● **Problem description**
Show every line of the data below that contains the string "position", copying each line in full. The match is case-sensitive.

● **Source records**
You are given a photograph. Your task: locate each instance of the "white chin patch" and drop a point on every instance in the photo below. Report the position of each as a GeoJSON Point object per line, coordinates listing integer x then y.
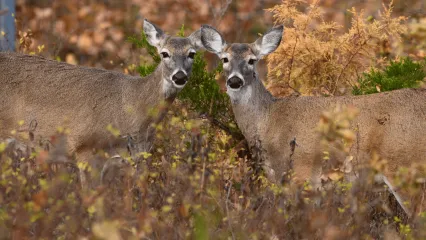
{"type": "Point", "coordinates": [229, 89]}
{"type": "Point", "coordinates": [178, 86]}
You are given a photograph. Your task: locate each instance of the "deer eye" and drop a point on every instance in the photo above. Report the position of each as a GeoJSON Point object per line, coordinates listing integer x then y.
{"type": "Point", "coordinates": [252, 61]}
{"type": "Point", "coordinates": [165, 55]}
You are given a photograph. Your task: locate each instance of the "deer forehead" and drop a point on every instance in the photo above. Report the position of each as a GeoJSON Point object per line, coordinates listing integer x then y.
{"type": "Point", "coordinates": [178, 45]}
{"type": "Point", "coordinates": [239, 50]}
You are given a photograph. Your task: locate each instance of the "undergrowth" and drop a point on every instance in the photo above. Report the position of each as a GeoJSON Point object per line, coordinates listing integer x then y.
{"type": "Point", "coordinates": [321, 58]}
{"type": "Point", "coordinates": [194, 186]}
{"type": "Point", "coordinates": [399, 74]}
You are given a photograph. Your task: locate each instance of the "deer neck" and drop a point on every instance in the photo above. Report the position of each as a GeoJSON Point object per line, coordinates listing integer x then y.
{"type": "Point", "coordinates": [251, 105]}
{"type": "Point", "coordinates": [149, 99]}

● **Exercise solution**
You are given a photograph. Your task: locate each instance of the "white chin patch" and drop a point on every instance in the photo below. Report the position of each as a GeoJSON Point object per line, coordinates listing integer x then y.
You are given a photograph. Your task: locate each instance of the "deer eye" and drop a point on every instance in the photo above. Report the position of each as a GeoJSON Point object per line, coordinates listing integer x then y.
You are given a photograph. Your task: locate each instance of the "deer forehead" and drop a point on every instance in the photo above. Report the position of each as a GeoJSON Point object per line, coordinates listing integer x then y.
You are given a photograph. Your task: locate each instance of the "undergrowth" and drop a point on every instance in the photo above. Report the position of each as a GeoJSON Point object per line, coordinates listing integer x then y.
You are given a photograph. Your task: locate each instance of the "deer neck" and drop a point on every instance in the photo above. Report the position of each as a GeoJSON Point object per line, coordinates listing integer x then y.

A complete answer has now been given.